* Records for the exercise:
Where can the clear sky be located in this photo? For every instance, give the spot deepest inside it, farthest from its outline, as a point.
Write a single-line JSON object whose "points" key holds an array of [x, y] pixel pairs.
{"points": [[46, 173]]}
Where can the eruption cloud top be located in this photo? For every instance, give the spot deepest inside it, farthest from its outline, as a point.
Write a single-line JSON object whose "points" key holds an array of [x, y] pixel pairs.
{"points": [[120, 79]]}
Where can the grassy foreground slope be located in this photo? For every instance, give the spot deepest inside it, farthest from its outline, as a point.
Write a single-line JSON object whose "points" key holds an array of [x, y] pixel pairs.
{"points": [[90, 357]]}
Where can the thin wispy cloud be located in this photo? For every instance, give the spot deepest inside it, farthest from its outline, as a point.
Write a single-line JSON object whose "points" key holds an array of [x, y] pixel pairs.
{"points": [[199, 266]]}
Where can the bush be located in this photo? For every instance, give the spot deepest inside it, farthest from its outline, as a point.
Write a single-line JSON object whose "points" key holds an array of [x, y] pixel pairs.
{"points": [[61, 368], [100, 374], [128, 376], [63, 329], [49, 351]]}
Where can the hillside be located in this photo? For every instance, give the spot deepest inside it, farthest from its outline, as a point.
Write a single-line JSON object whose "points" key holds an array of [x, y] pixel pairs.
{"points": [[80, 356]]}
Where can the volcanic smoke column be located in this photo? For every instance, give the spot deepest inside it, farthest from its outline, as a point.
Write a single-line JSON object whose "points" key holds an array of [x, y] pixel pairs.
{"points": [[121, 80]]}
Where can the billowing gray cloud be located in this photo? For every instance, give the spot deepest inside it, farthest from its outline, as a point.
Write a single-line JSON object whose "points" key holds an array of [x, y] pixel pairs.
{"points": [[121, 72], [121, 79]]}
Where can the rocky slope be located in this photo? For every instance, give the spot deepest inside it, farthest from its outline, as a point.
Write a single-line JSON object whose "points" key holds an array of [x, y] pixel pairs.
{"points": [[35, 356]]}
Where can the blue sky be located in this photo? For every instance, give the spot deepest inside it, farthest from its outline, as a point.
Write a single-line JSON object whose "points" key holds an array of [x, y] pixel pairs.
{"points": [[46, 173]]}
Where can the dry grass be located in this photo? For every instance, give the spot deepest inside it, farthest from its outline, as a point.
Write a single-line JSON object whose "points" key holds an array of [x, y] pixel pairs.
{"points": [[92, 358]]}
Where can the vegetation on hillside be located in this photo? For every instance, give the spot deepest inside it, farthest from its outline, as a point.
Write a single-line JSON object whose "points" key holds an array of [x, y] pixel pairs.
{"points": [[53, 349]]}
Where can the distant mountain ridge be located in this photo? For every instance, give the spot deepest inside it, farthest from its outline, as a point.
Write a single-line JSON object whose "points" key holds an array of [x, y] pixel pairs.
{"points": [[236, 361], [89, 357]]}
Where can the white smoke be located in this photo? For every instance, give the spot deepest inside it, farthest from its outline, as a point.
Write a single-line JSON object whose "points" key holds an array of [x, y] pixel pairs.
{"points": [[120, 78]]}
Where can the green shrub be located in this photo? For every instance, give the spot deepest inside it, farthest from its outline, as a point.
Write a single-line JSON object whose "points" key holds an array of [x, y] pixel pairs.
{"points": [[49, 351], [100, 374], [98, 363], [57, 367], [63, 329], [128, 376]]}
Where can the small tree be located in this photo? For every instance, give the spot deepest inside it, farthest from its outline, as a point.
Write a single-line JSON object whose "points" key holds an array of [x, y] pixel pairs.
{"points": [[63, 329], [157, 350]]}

* The problem:
Put the entries, from the one on the line containing "Where can the green" through the end of the entries, into a two-column CSV with the headers entry and answer. Give one row per entry, with its text and its answer each in a single quoted field and any line breaks replaced by spaces.

* Response:
entry,answer
"Where can the green shrub be located in this photo? For every instance, give the spot deepest inside it, farthest from its outline, as a point. Write a single-line JSON object whose ""points"" key holds an array of [x, y] pixel pairs.","{""points"": [[49, 351], [100, 374], [98, 363], [57, 367], [63, 329], [128, 376]]}"
"Where can the small tree be located in this photo? For every instance, give the spot deepest inside it, farthest from its outline, as a point. Write a single-line JSON object whose ""points"" key holds an array of [x, y] pixel pairs.","{""points"": [[63, 329], [157, 350]]}"